PASSAGE GIVEN
24 aug 2015 - 29 aug 2015

Trento, Italy

SCHOOL (AND WORKSHOP) ON FINITE SUBGROUPS OF CREMONA GROUPS
TRENTO, AUGUST 24-29, 2015

First announcement

Lecturers.
I. Cheltsov (University of Edinburgh – UK)
Y. Prokhorov (Steklov Institute of Mathematics – Ru)

Supporting lecturer and tutor.
C. Shramov (Laboratory of Algebraic Geometry, GU-HSE – Ru).

Organizers.
The SchoolWorkshop is organized by G. Casnati, F. Galluzzi, R. Notari, F. Vaccarino. For contacting the organizers send a mail to

geometri nospam calvino.polito.it

The SchoolWorkshop is supported by CIRM-Fondazione Bruno Kessler (formerly CIRM-ITC), by Dipartimento di Matematica-Politecnico di Torino also through the Research Project "Geometria delle Varietà algebriche" cofinanced by Italian MIUR.

PROVIDED INFORMATION

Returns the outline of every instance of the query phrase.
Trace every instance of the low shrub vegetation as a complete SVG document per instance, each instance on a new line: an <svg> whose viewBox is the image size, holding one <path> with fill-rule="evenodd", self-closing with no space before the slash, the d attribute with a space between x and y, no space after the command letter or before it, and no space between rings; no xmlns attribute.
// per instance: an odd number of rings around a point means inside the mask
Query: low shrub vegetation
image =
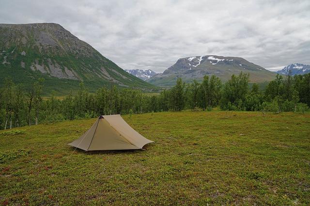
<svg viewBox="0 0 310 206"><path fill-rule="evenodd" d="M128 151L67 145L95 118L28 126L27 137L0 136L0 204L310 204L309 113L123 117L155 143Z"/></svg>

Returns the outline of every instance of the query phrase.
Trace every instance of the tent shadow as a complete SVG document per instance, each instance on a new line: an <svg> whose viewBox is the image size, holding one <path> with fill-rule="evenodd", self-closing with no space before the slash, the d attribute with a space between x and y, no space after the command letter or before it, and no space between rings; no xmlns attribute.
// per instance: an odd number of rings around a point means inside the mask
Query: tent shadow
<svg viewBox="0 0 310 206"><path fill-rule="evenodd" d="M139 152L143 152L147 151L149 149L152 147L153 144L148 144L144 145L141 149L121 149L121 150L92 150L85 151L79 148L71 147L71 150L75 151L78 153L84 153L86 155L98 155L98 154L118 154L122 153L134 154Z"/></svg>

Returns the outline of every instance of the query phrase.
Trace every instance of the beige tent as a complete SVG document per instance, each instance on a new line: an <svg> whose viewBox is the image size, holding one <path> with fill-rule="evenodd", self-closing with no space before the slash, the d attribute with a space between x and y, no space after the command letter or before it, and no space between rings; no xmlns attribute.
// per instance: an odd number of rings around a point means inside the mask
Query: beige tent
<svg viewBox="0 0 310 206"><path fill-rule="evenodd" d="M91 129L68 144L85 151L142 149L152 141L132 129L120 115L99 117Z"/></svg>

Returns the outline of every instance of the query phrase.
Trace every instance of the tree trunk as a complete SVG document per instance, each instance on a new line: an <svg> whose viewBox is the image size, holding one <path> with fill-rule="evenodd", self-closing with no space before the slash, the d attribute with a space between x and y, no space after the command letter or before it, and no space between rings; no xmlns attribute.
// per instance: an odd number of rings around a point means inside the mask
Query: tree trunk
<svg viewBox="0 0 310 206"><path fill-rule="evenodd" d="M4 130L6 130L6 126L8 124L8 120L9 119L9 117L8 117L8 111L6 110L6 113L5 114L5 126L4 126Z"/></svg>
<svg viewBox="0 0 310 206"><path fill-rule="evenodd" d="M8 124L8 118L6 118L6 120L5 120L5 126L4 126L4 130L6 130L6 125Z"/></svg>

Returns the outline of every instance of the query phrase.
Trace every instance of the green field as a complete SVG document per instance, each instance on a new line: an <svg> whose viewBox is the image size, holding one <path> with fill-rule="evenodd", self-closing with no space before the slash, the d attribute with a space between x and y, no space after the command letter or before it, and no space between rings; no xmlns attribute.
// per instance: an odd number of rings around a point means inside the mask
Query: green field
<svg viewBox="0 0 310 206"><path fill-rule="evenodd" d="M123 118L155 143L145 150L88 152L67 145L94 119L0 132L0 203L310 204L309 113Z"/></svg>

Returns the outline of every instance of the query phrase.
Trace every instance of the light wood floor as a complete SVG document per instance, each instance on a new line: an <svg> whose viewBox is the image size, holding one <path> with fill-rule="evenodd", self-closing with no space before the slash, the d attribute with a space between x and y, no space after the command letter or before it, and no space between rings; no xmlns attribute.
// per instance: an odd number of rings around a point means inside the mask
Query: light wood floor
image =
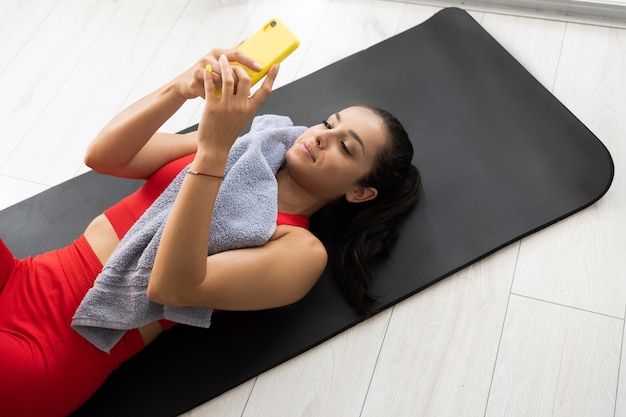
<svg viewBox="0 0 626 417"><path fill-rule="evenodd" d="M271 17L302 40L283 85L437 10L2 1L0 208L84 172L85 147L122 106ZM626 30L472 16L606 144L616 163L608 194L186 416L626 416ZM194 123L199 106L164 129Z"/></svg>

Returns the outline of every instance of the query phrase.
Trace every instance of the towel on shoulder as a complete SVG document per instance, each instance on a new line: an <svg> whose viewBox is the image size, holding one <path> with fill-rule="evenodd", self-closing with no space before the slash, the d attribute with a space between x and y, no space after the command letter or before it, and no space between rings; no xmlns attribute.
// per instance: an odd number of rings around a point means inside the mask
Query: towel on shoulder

--

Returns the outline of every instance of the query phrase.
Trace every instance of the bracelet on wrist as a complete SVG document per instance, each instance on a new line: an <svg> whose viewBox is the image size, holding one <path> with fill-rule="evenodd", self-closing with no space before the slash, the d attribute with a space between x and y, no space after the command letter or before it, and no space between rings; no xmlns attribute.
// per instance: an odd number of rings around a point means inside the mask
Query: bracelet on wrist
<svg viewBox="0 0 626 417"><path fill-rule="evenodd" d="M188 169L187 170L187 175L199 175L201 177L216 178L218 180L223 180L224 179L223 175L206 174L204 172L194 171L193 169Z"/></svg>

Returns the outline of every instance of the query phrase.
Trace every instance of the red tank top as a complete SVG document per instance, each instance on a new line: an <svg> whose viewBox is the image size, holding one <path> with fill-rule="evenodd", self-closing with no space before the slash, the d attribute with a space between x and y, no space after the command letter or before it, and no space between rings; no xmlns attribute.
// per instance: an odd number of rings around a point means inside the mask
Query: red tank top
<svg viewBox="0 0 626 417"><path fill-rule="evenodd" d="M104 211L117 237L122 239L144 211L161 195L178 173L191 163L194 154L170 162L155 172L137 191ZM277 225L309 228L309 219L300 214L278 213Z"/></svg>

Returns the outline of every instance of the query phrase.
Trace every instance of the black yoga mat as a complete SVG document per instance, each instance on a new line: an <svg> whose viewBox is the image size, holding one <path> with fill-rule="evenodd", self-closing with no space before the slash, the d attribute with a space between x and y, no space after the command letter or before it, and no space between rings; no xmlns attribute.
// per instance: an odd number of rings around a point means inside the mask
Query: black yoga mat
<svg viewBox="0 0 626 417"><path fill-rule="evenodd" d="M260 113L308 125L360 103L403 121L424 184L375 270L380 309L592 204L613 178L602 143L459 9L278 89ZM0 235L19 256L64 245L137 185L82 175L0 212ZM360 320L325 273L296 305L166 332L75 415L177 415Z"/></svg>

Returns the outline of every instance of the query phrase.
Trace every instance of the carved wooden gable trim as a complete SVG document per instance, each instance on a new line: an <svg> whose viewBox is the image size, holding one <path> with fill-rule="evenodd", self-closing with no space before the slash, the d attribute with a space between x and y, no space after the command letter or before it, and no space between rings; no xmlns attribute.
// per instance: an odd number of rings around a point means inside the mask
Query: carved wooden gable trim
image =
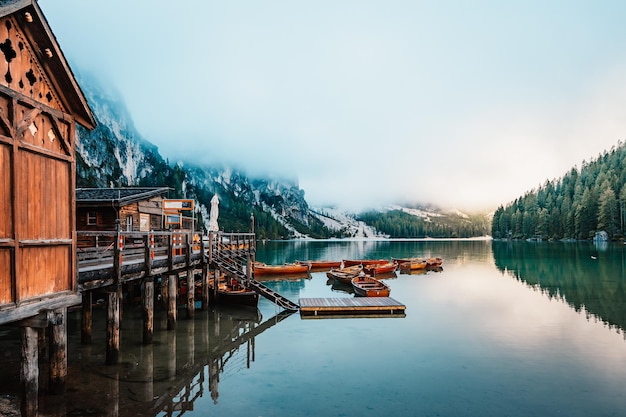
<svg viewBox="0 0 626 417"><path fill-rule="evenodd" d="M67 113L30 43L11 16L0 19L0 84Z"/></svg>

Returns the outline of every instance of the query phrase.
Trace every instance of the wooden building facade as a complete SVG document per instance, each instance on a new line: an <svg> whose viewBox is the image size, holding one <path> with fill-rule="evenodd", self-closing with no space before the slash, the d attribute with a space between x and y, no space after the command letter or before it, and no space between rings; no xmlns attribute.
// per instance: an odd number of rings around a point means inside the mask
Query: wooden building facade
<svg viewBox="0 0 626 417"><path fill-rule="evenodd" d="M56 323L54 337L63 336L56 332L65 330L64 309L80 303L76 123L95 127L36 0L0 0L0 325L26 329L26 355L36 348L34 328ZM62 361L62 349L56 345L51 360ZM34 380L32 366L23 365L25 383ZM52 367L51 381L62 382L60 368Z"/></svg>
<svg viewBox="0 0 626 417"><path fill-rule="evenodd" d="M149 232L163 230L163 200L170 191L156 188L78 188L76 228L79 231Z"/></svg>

PARTS OF THE EXERCISE
1. Repeat the Cremona groups school announcement word for word, from "Trento, Italy" through "lecturer and tutor.".
2. Go on with the announcement of the school on finite subgroups of Cremona groups, picking up after its final sentence.

ANSWER SET
1.
Trento, Italy

SCHOOL (AND WORKSHOP) ON FINITE SUBGROUPS OF CREMONA GROUPS
TRENTO, AUGUST 24-29, 2015

First announcement

Lecturers.
I. Cheltsov (University of Edinburgh – UK)
Y. Prokhorov (Steklov Institute of Mathematics – Ru)

Supporting lecturer and tutor.

2.
The School and the Workshop will take place at

Fondazione Bruno Kessler-IRST
via Sommarive, 18
38050 Povo (Trento) - Italy

Aim of the School.
The School is mainly aimed to Phd students and young researchers in Algebraic Geometry, introducing the participants to research, beginning from a basic level with a view towards the applications and to the most recent results.
I. Cheltsov. Dimension 2. G-rigid del Pezzo surfaces. G-rigid conic bundles. Simple subgroups in the plane Cremona group. p-groups in plane Cremona group. G-Sarkisov links between G-Fano varieties. Three-dimensional examples. The case of algebraically non-closed field. G-rigid Fano threefolds. Cases when G is a simple group of order either 168 and 360. Essential dimension of finite groups and Cremona groups. Duncan's theorems. Kollar-Szabo theorem. Icosahedron subgroups in space Cremona groups.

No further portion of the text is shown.